START Record extracts

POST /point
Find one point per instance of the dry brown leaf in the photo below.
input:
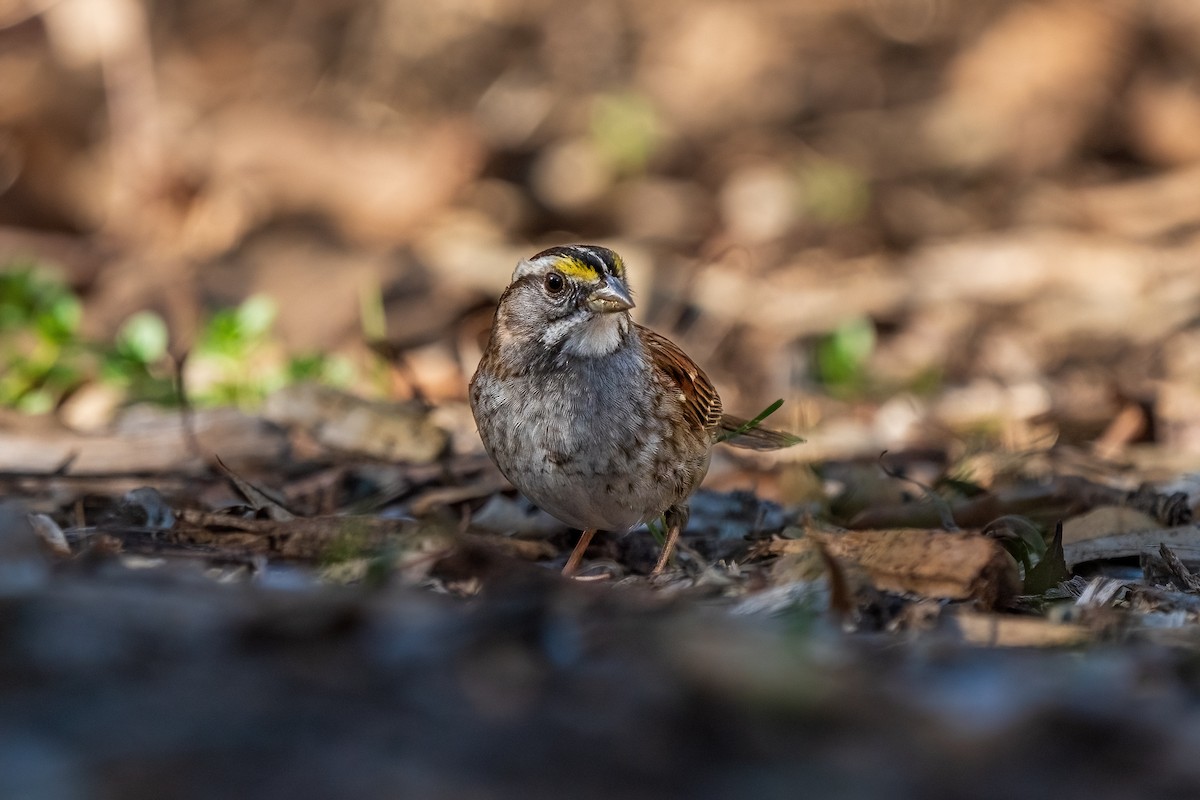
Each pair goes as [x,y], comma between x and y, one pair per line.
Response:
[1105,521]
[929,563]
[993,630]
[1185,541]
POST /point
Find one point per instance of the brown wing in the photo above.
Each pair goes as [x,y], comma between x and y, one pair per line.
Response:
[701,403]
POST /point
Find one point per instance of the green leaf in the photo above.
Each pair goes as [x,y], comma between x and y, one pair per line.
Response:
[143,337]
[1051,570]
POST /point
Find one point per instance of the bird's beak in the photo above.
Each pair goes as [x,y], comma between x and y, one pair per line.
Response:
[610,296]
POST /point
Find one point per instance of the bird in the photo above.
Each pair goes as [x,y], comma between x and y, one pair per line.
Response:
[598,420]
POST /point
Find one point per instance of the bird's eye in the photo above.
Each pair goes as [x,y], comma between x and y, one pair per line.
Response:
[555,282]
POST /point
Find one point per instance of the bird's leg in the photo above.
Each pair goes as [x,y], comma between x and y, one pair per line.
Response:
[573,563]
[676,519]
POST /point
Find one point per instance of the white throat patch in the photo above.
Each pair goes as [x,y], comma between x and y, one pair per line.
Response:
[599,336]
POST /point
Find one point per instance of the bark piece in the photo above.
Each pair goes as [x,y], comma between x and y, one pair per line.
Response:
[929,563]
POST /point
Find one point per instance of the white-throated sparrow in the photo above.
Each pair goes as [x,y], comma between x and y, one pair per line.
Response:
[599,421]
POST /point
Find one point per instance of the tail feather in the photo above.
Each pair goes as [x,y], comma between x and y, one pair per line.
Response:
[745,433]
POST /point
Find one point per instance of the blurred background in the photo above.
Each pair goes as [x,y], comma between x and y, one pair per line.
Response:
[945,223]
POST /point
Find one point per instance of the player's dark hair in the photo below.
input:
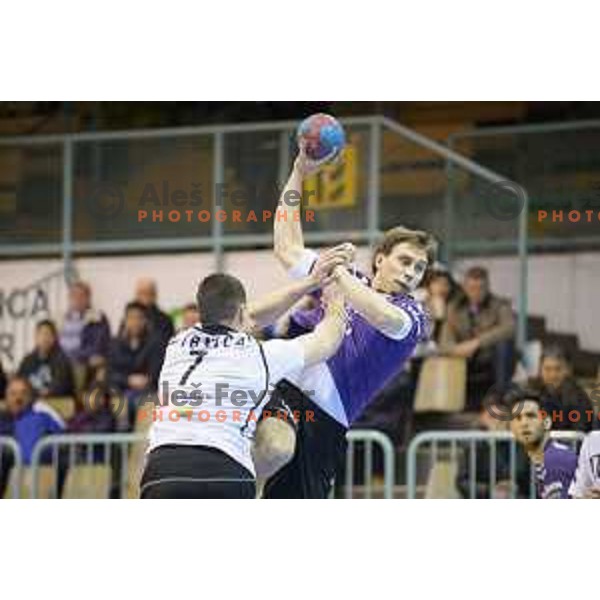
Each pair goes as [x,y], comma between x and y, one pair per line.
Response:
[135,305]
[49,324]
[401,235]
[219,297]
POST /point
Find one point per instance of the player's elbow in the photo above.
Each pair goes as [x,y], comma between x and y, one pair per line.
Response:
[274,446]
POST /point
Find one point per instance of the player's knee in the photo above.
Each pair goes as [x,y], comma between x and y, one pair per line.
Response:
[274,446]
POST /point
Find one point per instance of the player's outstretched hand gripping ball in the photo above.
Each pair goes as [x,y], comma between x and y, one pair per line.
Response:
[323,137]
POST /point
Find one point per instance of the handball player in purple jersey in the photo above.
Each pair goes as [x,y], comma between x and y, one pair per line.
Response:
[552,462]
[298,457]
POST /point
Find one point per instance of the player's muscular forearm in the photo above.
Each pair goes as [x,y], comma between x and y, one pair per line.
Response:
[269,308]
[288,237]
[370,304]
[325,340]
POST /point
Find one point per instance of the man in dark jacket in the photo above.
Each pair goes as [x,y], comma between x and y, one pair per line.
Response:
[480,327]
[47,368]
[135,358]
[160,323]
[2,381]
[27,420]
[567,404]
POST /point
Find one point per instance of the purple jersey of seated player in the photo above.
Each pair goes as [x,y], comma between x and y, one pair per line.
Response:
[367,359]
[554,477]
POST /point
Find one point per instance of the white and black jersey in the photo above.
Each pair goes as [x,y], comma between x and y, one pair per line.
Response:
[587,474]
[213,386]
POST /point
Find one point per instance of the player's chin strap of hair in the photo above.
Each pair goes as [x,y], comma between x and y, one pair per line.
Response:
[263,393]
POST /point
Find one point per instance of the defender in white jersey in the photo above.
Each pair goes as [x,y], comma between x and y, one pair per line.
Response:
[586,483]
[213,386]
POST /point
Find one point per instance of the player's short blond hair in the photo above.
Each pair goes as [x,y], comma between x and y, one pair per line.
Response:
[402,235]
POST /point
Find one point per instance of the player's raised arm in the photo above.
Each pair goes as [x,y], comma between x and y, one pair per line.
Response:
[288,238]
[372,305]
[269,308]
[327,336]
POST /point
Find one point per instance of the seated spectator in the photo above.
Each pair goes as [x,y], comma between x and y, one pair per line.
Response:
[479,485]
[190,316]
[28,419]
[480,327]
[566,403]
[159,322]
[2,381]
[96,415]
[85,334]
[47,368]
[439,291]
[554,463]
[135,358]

END Record extracts

## [What you need to do]
Return the listing above in full and without alteration, excluding its pictures.

## [The solution]
POST /point
Find one point per instance of the dry brown leaf in the photo below.
input:
Each pair goes as [x,y], comma between x and y, one pair per line.
Response:
[1105,521]
[929,563]
[993,630]
[1185,541]
POST /point
Find one point per instance of the brown wing in the photo above.
Each pair goes as [x,y], comma between x and y, one pair per line.
Response:
[701,403]
POST /point
Find one point per instance of the green leaf in the photo above.
Each pair goes as [x,y], comma between x and y, one pair per line.
Response:
[143,337]
[1051,570]
POST /point
Find one point per instance of the bird's beak in the photo above.
Each pair goes as [x,y], comma between x and y, one pair per line.
Response:
[610,296]
POST /point
Find one point per instance of the bird in the photo above.
Each pair goes as [x,y], comma between x and y, one pair per line.
Response:
[598,420]
POST /point
Find one point per instance of the bird's eye in the photo above.
Each pair goes as [x,y], comma between x and y, one pair per line.
Response:
[555,282]
POST /point
Find one point per instance of the bird's leg in the photo above.
Each pair goes as [x,y], comma between x and y, one pair per line.
Response:
[573,563]
[676,519]
POST /point
Find one point per instance of the white throat patch in the photo above.
Each pair goes as [x,y], comma between x and y, one pair per line.
Response:
[599,336]
POST /point
Find one point per instance of the bark piece in the photo above.
Each pair goes as [x,y], comma between x and y, one pair per line.
Response:
[929,563]
POST /point
Find one point per instance of the white-throated sparrow in the photo above.
Each pair goes as [x,y], comma between x and y, one pair per line.
Response:
[599,421]
POST /point
Find one point per instance of the tail feather in the photo above.
Each pair goes as [x,y], comma between x and y, one pair per line.
Response:
[745,433]
POST /point
Find one point per instance of the blurred background in the photo above.
Each pair goes as [x,y], comma between x and y, one pair per line.
Response:
[945,223]
POST /point
Find one point per instance of the player's dark hair in the photo below.
input:
Each pair goes as [x,y], comma between x and y, one pair per line.
Response:
[135,305]
[49,324]
[401,235]
[219,297]
POST /point
Find one point per instance of the player's elbow in the photo above.
Each pair goes as [x,y], comma between x and y, one pair per line.
Response:
[274,446]
POST /point
Find one point per instance of the player's knee in the photo above.
Each pair goes as [x,y], comma between x and y, one pair per line.
Response:
[274,446]
POST /point
Find one point per instance of the player's outstretched hand gripping ball in the photo above.
Each pair goes as [x,y], comma between x and y, one pair per line.
Response:
[323,137]
POST /point
Find one point per instance of the handball player in purple jersey in the photo above.
Each pair goes as [x,y], comma between x and y, one pair per line.
Response:
[552,462]
[298,457]
POST /point
Find one point per instance of the player's muscular forearm in the photo above.
Each pair goes as [x,y], comma between x and y, one pair per line.
Response:
[269,308]
[288,237]
[370,304]
[325,340]
POST /point
Find one point per instance of the man in dark jacket in the photo above.
Each pair goes as [x,y], comma between x and y, one pair per line.
Response:
[480,327]
[47,368]
[135,358]
[160,323]
[2,381]
[27,420]
[567,404]
POST /point
Find one point per instance of the purple jersey of seated player in the photo above.
Each pair goes as [x,y], comma between x and y, one pair per line.
Response:
[367,359]
[554,477]
POST /point
Find one point per instance of the white and black jersey in the photo above.
Each pair goes as [x,y], comma between x and y, one pair per line.
Response:
[587,474]
[213,386]
POST /point
Find one point per instance of the player's chin strap of hair in the photo above.
Each pair goes as [x,y], comma between x and y, one pair per line.
Response:
[263,393]
POST /point
Find one point per instance of the defender in white jersey in the photo above.
Each pair goes as [x,y], comma between x and y, one pair per line.
Response:
[586,483]
[213,386]
POST /point
Find one point per instance of the player's short blond hair in the photo above.
Each pair goes as [x,y], comma between x and y, one pair per line.
Response:
[402,235]
POST /point
Find one point per instance of the player's raised arm in the photo above.
Each pair goes as [x,y], comma between x and y, one pair per line.
Response:
[288,238]
[372,305]
[269,308]
[327,336]
POST /point
Find one point per instance of the seated spectator in the photo above.
Each pair goes as [x,y], comma between x and y, one pair per line.
Response:
[479,485]
[190,316]
[28,419]
[480,327]
[566,403]
[159,322]
[2,381]
[96,415]
[85,334]
[47,368]
[439,291]
[554,463]
[135,358]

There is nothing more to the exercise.